Directions:
(a) Count the lines of the records that contain the string "block", treating case as significant, and give only that number.
(b) Write what comes next in the forum thread about dog intelligence and biddability, starting after its last post.

Document section:
○ ○ ○ ○ ○

Intelligence, Biddable or trainability. I'd like to hear the definition of each.


----------



## Fodder (Oct 21, 2007)

yay for google! not too in depth or comprehensive but you should be able to have your question answered in this article SV: https://paws4udogs.wordpress.com/2012/09/24/lessons-from-shedd-why-you-dont-really-want-a-smart-dog/

however, a new thread can be started for continued discussion - I think most everyone knows what the OP means by now and he's looking for breeder referrals.


----------



## Stonevintage (Aug 26, 2014)

Thanks Fodder - that article answered the question for me. No need to start a new thread on my part....


----------



## maxtmill (Dec 28, 2010)

Good article, Fodder. Thanks!


----------



## WateryTart (Sep 25, 2013)

I'm within a couple of hours from you, and I've got an American show line dog who would fit your bill: she is both intelligent and biddable (total stinker sometimes but ultimately is happy to please), up for anything but not overwhelmingly energetic (well behaved in the house but as soon as I say, "Do you want to...?" or, "Should we go...?" she is all over that), overall confident and mellow temperament, very dog-friendly. 

I worked with an ASL breeder, though, and I'm honestly not sure if there are any good German show line breeders around here. I wasn't looking for German lines, so I can't speak to that. I can say I've seen some really nice German dogs in obedience classes, I just don't know from which kennels they came. My standard advice is to attend a Friday night at the Animal Inn (GSDCMSP rents the space) and watch dogs in the ring and meet both dogs and people. See which dogs exhibit traits you like and talk to their owners; owners/handlers are almost always thrilled to tell you where they got their dog. I think classes start at 6, and you can find the club's website or Facebook page if you want to see when actual meetings are taking place. I know that's a trek from where you are, but it's an idea.

○ ○ ○ ○ ○

Entries supplied:
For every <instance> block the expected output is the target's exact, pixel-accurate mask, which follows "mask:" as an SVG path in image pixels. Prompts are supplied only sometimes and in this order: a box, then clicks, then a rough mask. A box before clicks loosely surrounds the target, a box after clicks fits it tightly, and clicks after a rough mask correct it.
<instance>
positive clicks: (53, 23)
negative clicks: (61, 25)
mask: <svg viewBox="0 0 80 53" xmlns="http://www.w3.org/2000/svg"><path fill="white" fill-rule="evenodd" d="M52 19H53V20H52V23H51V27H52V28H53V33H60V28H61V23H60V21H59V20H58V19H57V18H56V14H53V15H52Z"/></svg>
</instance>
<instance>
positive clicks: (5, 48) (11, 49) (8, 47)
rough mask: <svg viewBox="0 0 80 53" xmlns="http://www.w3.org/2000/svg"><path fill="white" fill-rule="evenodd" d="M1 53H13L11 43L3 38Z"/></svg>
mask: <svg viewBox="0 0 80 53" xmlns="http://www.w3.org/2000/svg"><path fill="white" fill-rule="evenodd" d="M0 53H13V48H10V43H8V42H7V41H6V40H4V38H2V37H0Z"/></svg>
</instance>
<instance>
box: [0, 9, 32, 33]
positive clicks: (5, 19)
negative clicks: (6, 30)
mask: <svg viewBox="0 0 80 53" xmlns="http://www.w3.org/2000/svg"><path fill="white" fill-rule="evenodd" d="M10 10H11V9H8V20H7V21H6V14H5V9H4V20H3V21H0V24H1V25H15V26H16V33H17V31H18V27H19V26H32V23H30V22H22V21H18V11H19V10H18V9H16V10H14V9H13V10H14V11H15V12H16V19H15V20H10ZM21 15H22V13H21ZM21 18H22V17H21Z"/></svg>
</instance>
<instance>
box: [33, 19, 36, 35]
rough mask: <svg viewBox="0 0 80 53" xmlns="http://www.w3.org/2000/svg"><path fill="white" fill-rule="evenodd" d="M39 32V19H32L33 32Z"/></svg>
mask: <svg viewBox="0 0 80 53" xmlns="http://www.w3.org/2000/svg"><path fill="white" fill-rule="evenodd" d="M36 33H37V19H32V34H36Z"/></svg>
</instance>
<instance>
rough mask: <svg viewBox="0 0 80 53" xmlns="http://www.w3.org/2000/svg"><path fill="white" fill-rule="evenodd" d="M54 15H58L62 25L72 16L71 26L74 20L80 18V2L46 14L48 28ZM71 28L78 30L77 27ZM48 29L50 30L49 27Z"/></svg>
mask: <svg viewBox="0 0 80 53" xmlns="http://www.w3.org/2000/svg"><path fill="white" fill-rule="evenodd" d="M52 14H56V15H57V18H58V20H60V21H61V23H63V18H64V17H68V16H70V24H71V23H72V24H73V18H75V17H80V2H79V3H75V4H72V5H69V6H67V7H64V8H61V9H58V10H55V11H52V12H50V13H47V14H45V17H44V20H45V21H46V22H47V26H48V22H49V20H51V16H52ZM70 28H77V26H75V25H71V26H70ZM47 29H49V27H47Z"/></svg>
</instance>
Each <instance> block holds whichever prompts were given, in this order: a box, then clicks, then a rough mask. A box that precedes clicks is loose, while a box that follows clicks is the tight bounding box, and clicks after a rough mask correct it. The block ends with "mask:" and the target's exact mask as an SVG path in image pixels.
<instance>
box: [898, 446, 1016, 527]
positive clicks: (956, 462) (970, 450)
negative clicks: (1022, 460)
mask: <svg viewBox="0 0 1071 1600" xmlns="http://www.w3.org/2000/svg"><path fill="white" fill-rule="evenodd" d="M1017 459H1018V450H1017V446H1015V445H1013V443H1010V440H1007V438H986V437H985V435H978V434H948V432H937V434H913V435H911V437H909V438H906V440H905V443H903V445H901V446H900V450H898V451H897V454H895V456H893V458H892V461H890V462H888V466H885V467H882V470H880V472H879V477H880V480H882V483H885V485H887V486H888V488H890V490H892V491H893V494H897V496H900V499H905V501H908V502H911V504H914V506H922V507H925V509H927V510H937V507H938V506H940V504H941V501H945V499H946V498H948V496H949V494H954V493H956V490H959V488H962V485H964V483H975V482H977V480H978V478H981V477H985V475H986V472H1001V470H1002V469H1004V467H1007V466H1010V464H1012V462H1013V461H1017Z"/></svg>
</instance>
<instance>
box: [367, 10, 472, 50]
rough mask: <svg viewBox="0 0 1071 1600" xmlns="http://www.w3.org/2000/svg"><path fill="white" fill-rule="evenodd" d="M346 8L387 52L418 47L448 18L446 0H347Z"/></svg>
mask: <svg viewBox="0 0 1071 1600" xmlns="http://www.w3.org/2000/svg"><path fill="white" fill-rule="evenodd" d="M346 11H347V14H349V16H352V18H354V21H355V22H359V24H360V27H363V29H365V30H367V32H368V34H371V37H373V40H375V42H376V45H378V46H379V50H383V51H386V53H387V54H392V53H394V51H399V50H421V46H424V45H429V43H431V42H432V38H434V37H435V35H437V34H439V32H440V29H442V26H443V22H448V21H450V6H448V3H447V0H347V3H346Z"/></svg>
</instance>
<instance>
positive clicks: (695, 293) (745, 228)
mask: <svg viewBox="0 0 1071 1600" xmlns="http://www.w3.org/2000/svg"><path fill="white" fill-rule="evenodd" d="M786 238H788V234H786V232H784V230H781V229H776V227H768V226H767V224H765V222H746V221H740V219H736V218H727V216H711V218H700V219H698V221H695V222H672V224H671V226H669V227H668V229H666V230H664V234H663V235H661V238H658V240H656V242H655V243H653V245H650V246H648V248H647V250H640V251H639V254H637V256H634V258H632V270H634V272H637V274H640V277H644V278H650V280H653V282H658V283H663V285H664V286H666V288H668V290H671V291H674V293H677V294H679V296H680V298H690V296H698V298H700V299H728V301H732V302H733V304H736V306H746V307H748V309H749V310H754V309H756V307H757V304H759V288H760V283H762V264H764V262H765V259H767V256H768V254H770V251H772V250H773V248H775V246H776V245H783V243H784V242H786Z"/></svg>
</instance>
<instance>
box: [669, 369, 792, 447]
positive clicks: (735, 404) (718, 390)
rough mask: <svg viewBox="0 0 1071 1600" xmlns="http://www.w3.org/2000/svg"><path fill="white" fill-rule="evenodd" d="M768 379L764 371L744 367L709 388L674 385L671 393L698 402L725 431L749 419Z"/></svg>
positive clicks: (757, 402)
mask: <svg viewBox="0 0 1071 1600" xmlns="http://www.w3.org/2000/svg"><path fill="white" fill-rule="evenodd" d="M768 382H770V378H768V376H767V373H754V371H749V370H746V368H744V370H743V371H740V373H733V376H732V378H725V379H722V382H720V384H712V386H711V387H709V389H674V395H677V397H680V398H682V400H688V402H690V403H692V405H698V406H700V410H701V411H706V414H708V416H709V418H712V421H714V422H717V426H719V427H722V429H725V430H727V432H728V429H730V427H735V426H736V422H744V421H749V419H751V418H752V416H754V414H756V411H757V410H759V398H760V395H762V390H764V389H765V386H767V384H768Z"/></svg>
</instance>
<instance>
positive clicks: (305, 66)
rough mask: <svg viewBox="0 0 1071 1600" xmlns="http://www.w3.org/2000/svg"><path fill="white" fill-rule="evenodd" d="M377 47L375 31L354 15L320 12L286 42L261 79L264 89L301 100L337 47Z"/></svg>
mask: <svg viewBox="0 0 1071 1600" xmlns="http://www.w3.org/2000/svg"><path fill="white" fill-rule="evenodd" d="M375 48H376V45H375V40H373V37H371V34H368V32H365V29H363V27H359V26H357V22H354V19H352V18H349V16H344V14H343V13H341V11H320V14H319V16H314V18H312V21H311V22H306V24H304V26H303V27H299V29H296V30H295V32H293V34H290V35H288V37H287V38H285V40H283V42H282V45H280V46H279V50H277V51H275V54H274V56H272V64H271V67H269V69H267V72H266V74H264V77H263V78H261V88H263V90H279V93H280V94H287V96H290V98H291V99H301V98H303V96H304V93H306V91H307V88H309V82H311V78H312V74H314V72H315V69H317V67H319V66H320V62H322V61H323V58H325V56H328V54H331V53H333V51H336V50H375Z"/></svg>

○ ○ ○ ○ ○

Results in order:
(a) 2

(b)
----------



## WateryTart (Sep 25, 2013)

selzer said:


> Sounds like you want a companion for your dog.
> 
> This is a really bad reason to purchase a dog. Sorry.


I don't necessarily agree with that.

The OP has had two dogs in the past. I'm presuming he handled the financial, time, and energy demands just fine. I'm also guessing that while every dog is a different ball of wax, he has a conceptual framework for how to manage a multiple-dog household.

If he's going to love and care for his second dog and is prepared to work through any behavioral or personality conflicts that come up, I don't see it as a problem that he wants to get a second dog to keep his remaining dog company.

I want a second dog to have a second dog. I would love that second dog to be a show prospect. Neither of those things will come true because it's not practical, but I don't see why "because I want to/want to do X with it" would be a better reason (and maybe it's not in your opinion, you haven't indicated either way). Certainly I don't think it's any more likely to work out well, maybe even less likely because I would be looking with a certain goal in mind, not necessarily with my first dog at the forefront, while OP is placing a high priority on his first dog and I'm making the assumption also on the second dog, because neither dog will be happy if it's a bad match.

I would see your logic if you thought the OP was really just buying his older dog a toy, but I'm not sure it's fair to assume that he is.


----------



## selzer (May 7, 2005)

WateryTart said:


> I don't necessarily agree with that.
> 
> The OP has had two dogs in the past. I'm presuming he handled the financial, time, and energy demands just fine. I'm also guessing that while every dog is a different ball of wax, he has a conceptual framework for how to manage a multiple-dog household.
> 
> ...


 85-90% of the post focusses on the dog as a companion to the other dog, the other dog's qualities, the other dog's needs, the other dog's familiarity or loneliness. 

What we need to know is what the owner wants in a second dog. Not what he thinks his dog needs. We want to know how the owner intends to make the second dog his partner, not the hopes of a dog being a dog's partner. 

If the owner is used to having two dogs, and likes a two-dog-household, fine. He is committing to the second dog. 

Sometimes, the original dog wants zero to do with then new dog, and if that is the point of getting a second, then what?


----------



## Deer Dave (Aug 7, 2013)

WateryTart said:


> I'm within a couple of hours from you, and I've got an American show line dog who would fit your bill: she is both intelligent and biddable (total stinker sometimes but ultimately is happy to please), up for anything but not overwhelmingly energetic (well behaved in the house but as soon as I say, "Do you want to...?" or, "Should we go...?" she is all over that), overall confident and mellow temperament, very dog-friendly.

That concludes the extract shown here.